TO DO
[a] In the passage on online retail, rewrite the portion starting at "This is particularly" and ending at "to online only.", replacing "consumerism" with "retail".
[b] Which two platforms does the passage on online retail name as fast, affordable solutions for getting an organization selling online?

SELECTED PASSAGE
########################################

This is particularly true of consumerism. How we trade has fundamentally altered over time; we’ve gone from cash to plastic, from debit to credit, from signature to PIN and, most recently, from in-store to online only.
With the rise of a global pandemic, the wheels of change are turning again. During the pandemic, the owner of Primark stated; “We have sold nothing” (BBC News). Primark has gone from a £650M a month retailer to zero because they don’t operate an online store or offer click and collect.
Previously they have argued that they can’t afford to sell their products at such low prices if they offered home delivery… the question is, whatever your business model, can you really afford not to be? E-Retail has very quickly become normal, leading many shoppers (that hadn’t before) to realise that the pros outweigh the cons.
It’s unlikely that as we emerge from a global pandemic we’ll see a lasting boycott of the high street but it will take time for a bounce-back. Many of us also have a newfound appreciation for online shopping, which could make a mass return to shops and malls slower than retailers would like.
The theory therefore is simple, prepare for an online only reality and view anything else as a bonus. In practice, it’s more complicated. The high street is ﬁnite; there is a limited amount of space and competition. The internet is inﬁnite and consumers are like water, they will ﬁnd the path of least resistance.
Getting up and running with an online shop doesn’t have to be a huge undertaking. Shopify and Sales Force Commerce Cloud provide fast, affordable solutions to get an organisation selling online within circa four weeks. The greater challenge is getting customers there.

########################################

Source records

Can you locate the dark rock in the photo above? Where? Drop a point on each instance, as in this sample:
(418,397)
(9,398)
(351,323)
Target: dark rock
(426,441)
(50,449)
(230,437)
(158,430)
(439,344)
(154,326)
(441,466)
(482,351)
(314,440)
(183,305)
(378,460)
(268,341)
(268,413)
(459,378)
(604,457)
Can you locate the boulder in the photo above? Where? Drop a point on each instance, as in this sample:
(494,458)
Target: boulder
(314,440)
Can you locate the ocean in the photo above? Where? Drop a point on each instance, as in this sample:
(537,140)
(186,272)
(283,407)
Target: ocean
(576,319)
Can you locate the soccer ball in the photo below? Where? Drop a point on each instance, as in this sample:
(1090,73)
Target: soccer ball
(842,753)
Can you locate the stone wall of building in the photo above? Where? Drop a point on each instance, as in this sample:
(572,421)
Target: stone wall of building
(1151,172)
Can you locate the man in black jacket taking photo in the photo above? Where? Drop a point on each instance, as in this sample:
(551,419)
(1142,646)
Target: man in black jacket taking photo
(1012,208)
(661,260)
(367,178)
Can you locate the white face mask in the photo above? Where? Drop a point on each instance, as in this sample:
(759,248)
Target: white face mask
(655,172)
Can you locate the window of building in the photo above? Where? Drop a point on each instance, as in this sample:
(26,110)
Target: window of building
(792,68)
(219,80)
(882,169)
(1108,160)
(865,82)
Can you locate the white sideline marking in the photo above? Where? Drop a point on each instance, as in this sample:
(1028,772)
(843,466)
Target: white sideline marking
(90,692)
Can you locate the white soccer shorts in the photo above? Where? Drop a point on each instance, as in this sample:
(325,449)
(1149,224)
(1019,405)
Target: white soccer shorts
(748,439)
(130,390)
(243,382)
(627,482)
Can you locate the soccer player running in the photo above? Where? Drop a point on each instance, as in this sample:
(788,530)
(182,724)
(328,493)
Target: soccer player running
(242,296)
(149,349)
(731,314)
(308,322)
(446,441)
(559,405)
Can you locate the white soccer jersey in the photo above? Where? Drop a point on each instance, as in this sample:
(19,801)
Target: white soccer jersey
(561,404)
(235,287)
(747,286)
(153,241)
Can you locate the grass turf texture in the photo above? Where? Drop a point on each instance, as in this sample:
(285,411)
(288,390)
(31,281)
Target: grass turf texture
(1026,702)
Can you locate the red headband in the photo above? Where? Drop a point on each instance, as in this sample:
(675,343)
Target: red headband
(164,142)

########################################

ANSWERS IN ORDER
[a]
This is particularly true of retail. How we trade has fundamentally altered over time; we’ve gone from cash to plastic, from debit to credit, from signature to PIN and, most recently, from in-store to online only.

[b] Shopify and Sales Force Commerce Cloud